▶ Document text
* * * *

Best Yard Before And Afters 2011

Best Yard Before And Afters 2011

With everything from grass to gravel to flowers to sheds, the yard is a great place to showcase your creativity, and you did! When we asked you to submit your remodel projects for our fourth annual Reader Remodel Contest, you responded with renovations that showed just how talented and hardworking you all are. Here's a look at your top picks for yard revamps chosen by TOH editors and your fellow readers.

Αfter remodeling our 1918 farmhome, our attention turned to landscaping the yard. The back corner needed a focal point, and we were looking for a place to enjoy nature and entertain friends without battling bugs. We had a deck, but the mosquitoes were so aggressive after a few rainy seasons that we were always forced inside.

Over the winter months, I designed this screened−in room to use standard lengths of lumber with very little waste. It measures 12 by 16 feet. Since we planned to stain it green and barn red, I used pressure−treated lumber, along with a metal roof and composite decking. The door was inspired by the trunks of oak trees on our property, and the flooring inside is standard lengths of low−maintenance composite decking. Our friends helped lift the big beams, and now they enjoy bird−watching and quiet evenings looking out into the trees with us.

This project was a labor of love that my husband started over 18 years ago. He has done all the work himselfhe didn't even rent a backhoe to dig the hole for the pond.

This all started as a flower garden, then it grew into a rock/flower garden, then changing again to a pond/rock/flower garden. We have a bridge, lighting, and a stacked stone wall softened with flowers that spill over the side.

Our farmhome was built in 1810, a time when root cellars were used to preserve vegetables. We suspected that we might have a root cellar in our front yard, as there was an unexplained hump in the grass. When a colleague of mine, who collected old glass, asked to dig there for buried treasure, it afforded us the opportunity so see what was below the surface.

* * * *

▶ Entries
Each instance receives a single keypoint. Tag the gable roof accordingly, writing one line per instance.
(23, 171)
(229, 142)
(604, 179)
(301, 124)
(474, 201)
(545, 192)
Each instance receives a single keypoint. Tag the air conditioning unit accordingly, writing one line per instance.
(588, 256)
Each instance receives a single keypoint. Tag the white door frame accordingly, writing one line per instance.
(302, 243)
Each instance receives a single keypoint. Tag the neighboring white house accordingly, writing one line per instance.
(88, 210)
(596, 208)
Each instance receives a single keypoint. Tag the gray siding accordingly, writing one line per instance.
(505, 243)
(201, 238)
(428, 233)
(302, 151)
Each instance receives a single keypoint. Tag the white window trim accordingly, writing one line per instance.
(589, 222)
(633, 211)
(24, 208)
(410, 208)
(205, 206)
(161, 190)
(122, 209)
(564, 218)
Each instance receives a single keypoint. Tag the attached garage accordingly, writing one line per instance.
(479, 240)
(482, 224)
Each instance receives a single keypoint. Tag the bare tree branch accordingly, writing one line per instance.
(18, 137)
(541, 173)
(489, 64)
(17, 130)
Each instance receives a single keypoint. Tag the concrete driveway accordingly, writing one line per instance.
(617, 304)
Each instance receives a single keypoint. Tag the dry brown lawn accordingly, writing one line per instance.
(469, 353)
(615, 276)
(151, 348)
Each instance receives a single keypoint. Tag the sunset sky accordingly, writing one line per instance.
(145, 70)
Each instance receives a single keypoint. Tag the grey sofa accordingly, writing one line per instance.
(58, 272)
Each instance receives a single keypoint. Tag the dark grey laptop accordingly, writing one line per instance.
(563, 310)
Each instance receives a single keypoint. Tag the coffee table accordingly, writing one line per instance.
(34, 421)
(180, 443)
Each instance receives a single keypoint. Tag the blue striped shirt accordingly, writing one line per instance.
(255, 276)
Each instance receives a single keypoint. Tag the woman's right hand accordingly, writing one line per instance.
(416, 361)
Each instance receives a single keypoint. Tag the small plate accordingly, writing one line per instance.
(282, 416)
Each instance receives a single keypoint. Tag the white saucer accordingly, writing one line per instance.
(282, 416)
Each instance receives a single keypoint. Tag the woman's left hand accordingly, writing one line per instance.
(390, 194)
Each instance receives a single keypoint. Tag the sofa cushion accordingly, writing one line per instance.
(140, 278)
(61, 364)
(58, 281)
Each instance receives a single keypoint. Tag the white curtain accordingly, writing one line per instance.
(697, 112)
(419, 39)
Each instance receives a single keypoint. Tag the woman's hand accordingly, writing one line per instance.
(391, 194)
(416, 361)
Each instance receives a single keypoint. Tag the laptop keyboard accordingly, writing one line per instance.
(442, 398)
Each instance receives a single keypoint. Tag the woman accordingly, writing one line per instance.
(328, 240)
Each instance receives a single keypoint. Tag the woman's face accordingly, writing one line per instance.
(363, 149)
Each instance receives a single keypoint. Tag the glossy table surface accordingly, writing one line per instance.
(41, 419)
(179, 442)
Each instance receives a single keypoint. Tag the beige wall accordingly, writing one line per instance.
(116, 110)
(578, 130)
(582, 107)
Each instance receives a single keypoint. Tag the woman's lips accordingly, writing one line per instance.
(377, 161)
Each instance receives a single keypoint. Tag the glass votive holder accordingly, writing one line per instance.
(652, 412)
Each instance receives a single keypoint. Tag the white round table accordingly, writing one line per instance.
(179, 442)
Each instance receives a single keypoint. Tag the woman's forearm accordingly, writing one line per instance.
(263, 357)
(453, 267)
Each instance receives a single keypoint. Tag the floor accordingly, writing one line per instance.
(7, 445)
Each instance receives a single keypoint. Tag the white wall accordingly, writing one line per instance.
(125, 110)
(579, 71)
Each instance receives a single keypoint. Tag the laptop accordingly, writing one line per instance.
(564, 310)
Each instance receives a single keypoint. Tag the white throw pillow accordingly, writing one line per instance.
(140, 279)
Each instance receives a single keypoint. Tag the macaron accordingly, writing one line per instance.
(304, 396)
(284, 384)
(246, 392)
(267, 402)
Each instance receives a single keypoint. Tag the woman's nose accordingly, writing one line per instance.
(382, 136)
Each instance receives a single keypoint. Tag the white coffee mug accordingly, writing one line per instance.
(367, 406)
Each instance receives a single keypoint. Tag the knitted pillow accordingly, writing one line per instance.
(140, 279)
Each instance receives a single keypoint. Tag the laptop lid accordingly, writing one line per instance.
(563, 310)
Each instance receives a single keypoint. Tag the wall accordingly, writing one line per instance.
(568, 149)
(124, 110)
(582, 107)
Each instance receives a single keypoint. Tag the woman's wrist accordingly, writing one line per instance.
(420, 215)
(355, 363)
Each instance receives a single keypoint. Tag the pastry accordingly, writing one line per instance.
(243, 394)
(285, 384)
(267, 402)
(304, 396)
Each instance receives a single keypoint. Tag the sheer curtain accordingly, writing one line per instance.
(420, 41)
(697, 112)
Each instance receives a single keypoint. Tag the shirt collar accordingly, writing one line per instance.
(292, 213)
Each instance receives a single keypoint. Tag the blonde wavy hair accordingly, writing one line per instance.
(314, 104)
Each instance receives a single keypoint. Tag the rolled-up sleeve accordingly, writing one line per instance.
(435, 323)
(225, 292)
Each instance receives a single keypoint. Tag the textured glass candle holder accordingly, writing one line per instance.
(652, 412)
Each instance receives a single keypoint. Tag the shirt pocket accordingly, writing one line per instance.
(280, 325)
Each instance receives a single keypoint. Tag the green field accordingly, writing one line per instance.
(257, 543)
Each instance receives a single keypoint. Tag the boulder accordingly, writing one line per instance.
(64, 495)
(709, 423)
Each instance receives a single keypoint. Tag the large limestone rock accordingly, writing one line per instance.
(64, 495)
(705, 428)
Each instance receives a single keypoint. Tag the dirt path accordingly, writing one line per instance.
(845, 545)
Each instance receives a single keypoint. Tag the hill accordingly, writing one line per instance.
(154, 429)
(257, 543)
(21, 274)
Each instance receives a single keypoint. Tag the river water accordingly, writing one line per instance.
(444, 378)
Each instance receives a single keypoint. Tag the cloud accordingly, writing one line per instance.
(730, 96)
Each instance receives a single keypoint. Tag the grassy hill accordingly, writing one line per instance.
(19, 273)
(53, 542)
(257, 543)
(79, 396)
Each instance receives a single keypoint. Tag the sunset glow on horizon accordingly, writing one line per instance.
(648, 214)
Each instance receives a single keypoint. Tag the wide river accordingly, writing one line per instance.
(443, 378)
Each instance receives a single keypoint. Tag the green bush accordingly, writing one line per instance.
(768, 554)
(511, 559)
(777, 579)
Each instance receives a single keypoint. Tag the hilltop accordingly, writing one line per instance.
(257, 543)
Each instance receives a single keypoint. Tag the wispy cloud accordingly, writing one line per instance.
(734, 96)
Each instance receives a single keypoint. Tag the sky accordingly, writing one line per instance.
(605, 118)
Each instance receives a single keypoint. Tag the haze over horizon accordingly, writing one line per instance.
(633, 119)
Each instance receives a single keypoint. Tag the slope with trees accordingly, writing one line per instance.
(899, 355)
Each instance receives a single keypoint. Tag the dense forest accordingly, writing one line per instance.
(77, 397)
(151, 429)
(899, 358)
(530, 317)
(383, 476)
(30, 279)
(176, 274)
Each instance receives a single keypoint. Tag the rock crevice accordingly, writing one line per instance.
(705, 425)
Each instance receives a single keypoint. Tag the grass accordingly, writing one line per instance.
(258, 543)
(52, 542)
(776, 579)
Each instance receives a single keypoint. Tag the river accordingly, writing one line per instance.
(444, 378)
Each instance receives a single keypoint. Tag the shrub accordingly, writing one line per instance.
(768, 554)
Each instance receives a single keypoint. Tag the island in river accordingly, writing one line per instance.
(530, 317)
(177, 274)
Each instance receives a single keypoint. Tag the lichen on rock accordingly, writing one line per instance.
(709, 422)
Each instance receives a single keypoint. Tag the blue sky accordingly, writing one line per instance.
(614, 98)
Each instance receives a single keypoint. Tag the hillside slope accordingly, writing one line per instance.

* * * *

▶ Given instruction 1
Please list every material the yard remodel page names for building the screened-in room.
▶ Given instruction 2
Summarize the yard remodel page in two sentences.

▶ Correct output 1
- Pressure-treated lumber
- A metal roof
- Composite decking

▶ Correct output 2
The page presents readers' top yard revamps from the fourth annual Reader Remodel Contest, chosen by TOH editors and fellow readers. The projects include a 12-by-16-foot screened-in room built to escape aggressive mosquitoes, a pond, rock, and flower garden that a husband has worked on himself for over 18 years, and a dig into a front-yard hump that the owners of an 1810 farmhome suspected was a root cellar.